## Requirement
Which colors does the "Color:" entry in the lesser scaup text list?

## Extracted text
Lesser scaup (also called bluebills) are a favorite diving duck of Minnesota waterfowl hunters. They're found on big water, typically lakes and deep wetlands, and aren't shy about approaching hunting decoys. In recent years, scaup numbers have declined dramatically.
General description: With a body shaped like a bulb, lesser scaup (or bluebills) are fast fliers found near larger bodies of water, where they sometimes sit in flocks of more than 10,000. Drakes (males) have dark, purple-colored heads, white sides and yellow eyes; hens (females) have dark brown backs, brown sides, white bellies and a white ring around their bills. Both sexes can be distinguished from other diving ducks by the bright white wing feathers.
Length: About 17 inches.
Weight: 1 3/4 pounds.
Color: Gray, white and dark brown.
Sounds: Females have a high-pitched purr.
Lesser scaup mate in the spring and typically lay eggs (eight to 10 per nest) in late May or early June. Nests are scrapes in grassy fields or on floating mats of vegetation. Young scaup can fully fly by September.
Aquatic insects, wild rice and other vegetation.
Mink, raccoons, red-tailed hawks, skunk, fox, owls.

Extracted data entries:
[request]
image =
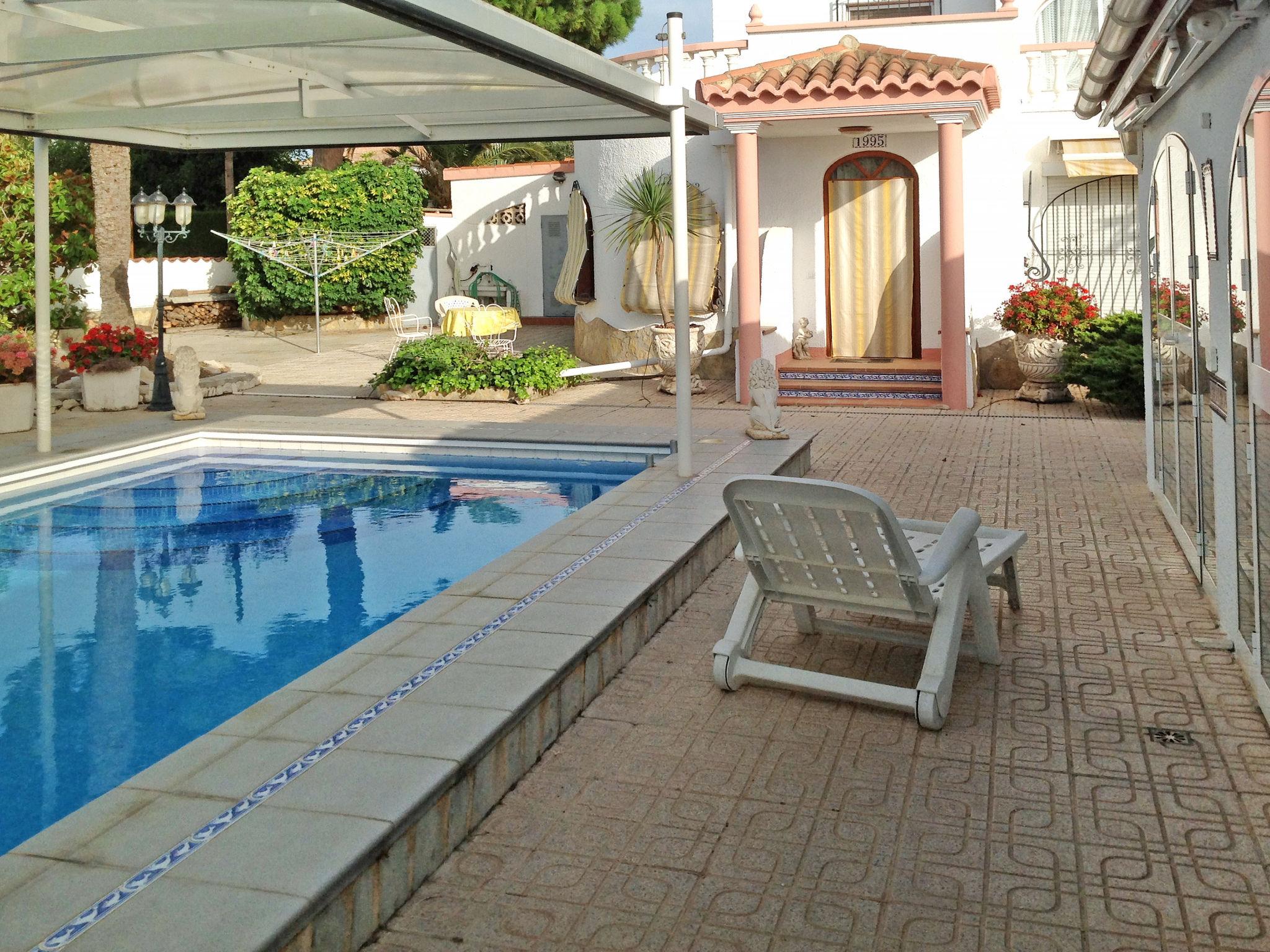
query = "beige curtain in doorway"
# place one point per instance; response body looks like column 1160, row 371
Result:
column 871, row 267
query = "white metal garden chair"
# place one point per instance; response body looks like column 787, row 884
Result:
column 406, row 327
column 819, row 545
column 497, row 345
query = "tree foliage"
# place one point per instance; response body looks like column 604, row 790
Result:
column 357, row 197
column 1106, row 357
column 432, row 162
column 595, row 24
column 646, row 213
column 70, row 216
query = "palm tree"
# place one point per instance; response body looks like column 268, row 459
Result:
column 112, row 208
column 646, row 203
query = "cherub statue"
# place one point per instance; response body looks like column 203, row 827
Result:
column 765, row 415
column 187, row 397
column 801, row 337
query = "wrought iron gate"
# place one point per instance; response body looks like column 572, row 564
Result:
column 1089, row 235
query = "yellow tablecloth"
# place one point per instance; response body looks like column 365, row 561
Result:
column 479, row 322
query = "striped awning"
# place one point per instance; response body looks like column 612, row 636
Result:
column 1095, row 156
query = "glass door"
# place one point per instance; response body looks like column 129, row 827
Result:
column 1178, row 320
column 1250, row 318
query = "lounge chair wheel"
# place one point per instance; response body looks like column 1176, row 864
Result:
column 929, row 711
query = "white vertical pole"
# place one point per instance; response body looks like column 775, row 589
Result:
column 43, row 332
column 680, row 235
column 316, row 301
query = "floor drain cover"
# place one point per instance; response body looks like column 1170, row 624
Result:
column 1171, row 736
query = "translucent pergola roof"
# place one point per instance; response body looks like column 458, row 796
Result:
column 242, row 74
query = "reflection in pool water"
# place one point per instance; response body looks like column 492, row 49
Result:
column 139, row 615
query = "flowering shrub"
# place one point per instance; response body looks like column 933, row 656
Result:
column 18, row 357
column 1047, row 309
column 1171, row 300
column 1168, row 295
column 109, row 345
column 1238, row 320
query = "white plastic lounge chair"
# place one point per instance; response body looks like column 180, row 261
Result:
column 406, row 327
column 821, row 545
column 451, row 301
column 497, row 345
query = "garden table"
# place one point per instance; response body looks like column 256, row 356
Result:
column 481, row 322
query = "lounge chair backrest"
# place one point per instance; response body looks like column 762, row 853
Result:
column 825, row 542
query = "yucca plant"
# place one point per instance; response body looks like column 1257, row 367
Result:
column 646, row 213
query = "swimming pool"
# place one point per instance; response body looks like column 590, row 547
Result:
column 144, row 607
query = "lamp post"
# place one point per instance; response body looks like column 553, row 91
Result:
column 149, row 214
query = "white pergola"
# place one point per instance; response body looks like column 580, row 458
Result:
column 254, row 74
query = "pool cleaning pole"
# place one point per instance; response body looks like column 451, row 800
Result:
column 43, row 332
column 680, row 238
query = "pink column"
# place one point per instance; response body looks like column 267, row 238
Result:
column 953, row 345
column 1261, row 240
column 750, row 333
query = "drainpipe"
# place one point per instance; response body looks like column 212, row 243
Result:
column 1124, row 19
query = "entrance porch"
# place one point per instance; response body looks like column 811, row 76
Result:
column 850, row 224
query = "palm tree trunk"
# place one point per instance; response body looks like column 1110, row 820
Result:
column 112, row 208
column 667, row 318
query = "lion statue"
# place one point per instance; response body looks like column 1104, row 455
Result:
column 187, row 397
column 765, row 415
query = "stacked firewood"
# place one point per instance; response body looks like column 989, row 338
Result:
column 192, row 314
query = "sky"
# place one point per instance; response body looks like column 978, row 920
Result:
column 696, row 24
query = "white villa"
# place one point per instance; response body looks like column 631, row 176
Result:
column 888, row 168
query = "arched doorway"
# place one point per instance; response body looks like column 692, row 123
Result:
column 870, row 218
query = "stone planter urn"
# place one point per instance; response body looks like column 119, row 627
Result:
column 112, row 390
column 664, row 339
column 1041, row 359
column 17, row 408
column 1175, row 367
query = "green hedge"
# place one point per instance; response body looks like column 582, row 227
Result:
column 447, row 364
column 356, row 197
column 1106, row 357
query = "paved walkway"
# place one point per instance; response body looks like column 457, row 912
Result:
column 673, row 816
column 676, row 816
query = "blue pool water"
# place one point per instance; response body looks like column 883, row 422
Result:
column 143, row 611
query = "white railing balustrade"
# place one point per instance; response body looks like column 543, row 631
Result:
column 700, row 60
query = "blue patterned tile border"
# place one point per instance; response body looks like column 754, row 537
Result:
column 863, row 376
column 115, row 899
column 863, row 394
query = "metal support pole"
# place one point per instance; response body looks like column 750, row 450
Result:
column 680, row 235
column 316, row 301
column 161, row 391
column 43, row 325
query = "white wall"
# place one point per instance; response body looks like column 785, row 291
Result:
column 602, row 168
column 513, row 250
column 178, row 273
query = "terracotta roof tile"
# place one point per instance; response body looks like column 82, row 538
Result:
column 851, row 69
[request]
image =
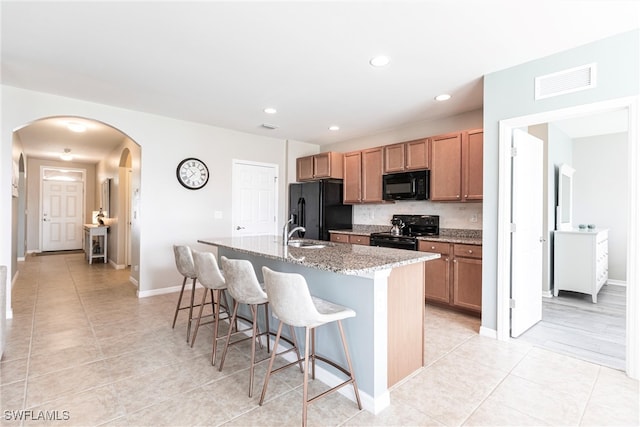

## Response
Gray, white, and dark brown.